«M. Proudhon ha escrito en sus Confesiones de un revolucionario estas notables palabras: "Es cosa que admira el ver de qué manera en todas nuestras cuestiones políticas tropezamos siempre con la teología". Nada hay aquí que pueda causar sorpresa, sino la sorpresa de M. Proudhon. La teología, por lo mismo que es la ciencia de Dios, es el océano que contiene y abarca todas las ciencias, así como Dios es el océano que contiene y abarca todas las cosas» (Donoso Cortés).

sábado, 30 de agosto de 2014

ÁNGEL DAVID MARTÍN RUBIO: Llevar la cruz

“El que quiera venir en pos de mí, que renuncie a sí mismo, cargue con su cruz de cada día y me siga ” (Lc. 9, 23)

En el Evangelio de hoy (Forma Ordinaria, Domingo XXII Tiempo Ordinario-A: Mt 16, 21-27) Jesús explica a sus discípulos que deberá «ir a Jerusalén y padecer allí mucho por parte de los ancianos, sumos sacerdotes y escribas, y que tenía que ser ejecutado y resucitar al tercer día» (v. 21). ¡Todo parece alterarse en el corazón de los discípulos! ¿Cómo es posible que a quien S.Pedro había proclamado «el Cristo, el Hijo de Dios vivo» (v. 16; Evangelio del Domingo pasado) pueda padecer hasta la muerte? El apóstol se rebela y no acepta este camino: «¡Lejos de ti tal cosa, Señor! Eso no puede pasarte» (v. 22). 

Aquí habló S.Pedro movido por su propio espíritu y niega al Mesías porque rechaza su misión y trata de convencerlo para que la deje. Poco antes, Jesús le llamó bienaventurado y le prometió las llaves de su Iglesia, ahora le llama “Satanás” y le dice que es “escándalo” porque lo quiere hacer desviar de su misión de redención por la cruz.

- Filas mostradas:
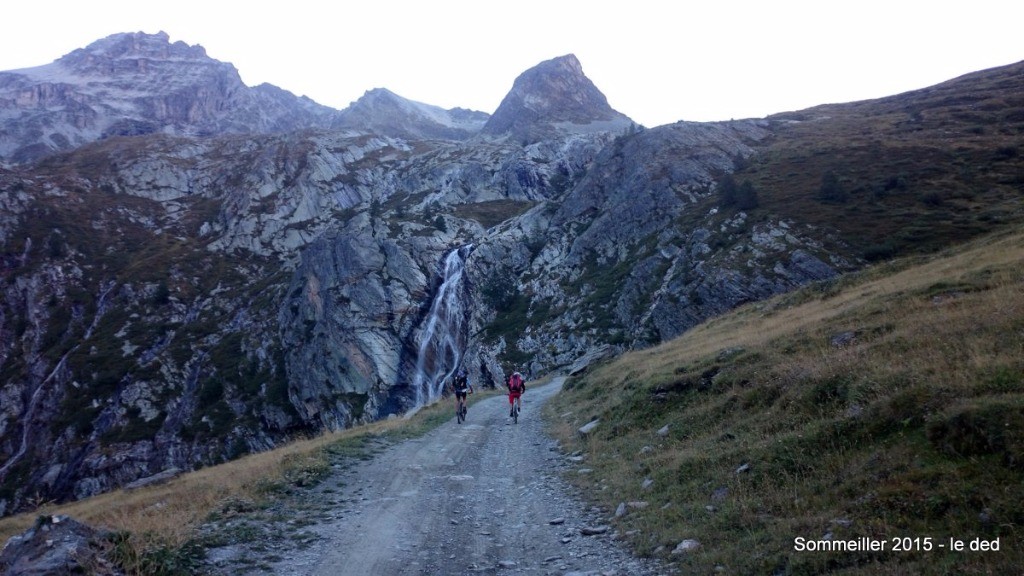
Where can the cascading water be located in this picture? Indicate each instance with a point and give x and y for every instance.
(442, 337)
---
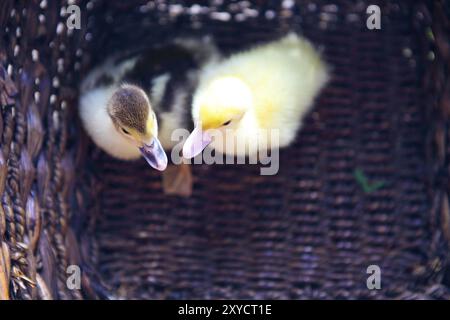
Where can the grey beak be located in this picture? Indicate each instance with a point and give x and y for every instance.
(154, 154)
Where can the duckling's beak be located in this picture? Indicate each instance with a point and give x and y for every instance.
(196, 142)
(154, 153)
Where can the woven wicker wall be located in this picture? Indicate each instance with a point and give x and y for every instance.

- Ejercicios por resolver:
1: Según el texto sobre llevar la cruz, ¿qué le prometió Jesús a Pedro poco antes de llamarlo "Satanás"?
2: Prolonga el texto sobre llevar la cruz a partir de su última oración.

- Respuestas por tarea:
1: Le prometió las llaves de su Iglesia.

2:
El Padre quiso salvar a los hombres por la cruz: «Jesucristo, para redimir al mundo con su sangre preciosa, padeció bajo Poncio Pilato, murió en la Cruz y fue sepultado» (Catecismo Mayor). A esta luz, aparece evidente la divergencia entre el designio de amor del Padre, que llega hasta el don de su Hijo en la cruz para salvar a la humanidad, y las expectativas, los deseos y los proyectos de los discípulos. Y este contraste se repite siempre que la realización de la propia vida está orientada únicamente al éxito social, al bienestar físico y económico, cuando ya no se razona según Dios sino según los hombres (cf. v. 23).

No nos sorprendan las palabras de S.Pedro que son las nuestras muchas veces. Cuántas veces decimos palabras similares: ¡Hay que gozar de la vida! ¿Por qué privarnos de lo que nos gusta? ¡Las comodidades no son malas, ni tampoco el tener muchos bienes materiales! ¡No hay que ser exagerado!...

Ante el rechazo de la cruz, Jesús enseña la doctrina de la cruz, la cual, es necesaria para seguirlo, para ser su discípulo: «si alguno quiere venir en pos de mí, niéguese a sí mismo, tome su cruz y sígame».

La cruz es el camino único para alcanzar el cielo, es el camino que siguió Jesús y que deben seguir sus discípulos.

  • Llevar la cruz es aceptar los afanes y trabajos de cada día, las cosas que Dios quiere que hagamos, rechazando las que no quiere que hagamos, es decir, negándonos a nosotros mismos.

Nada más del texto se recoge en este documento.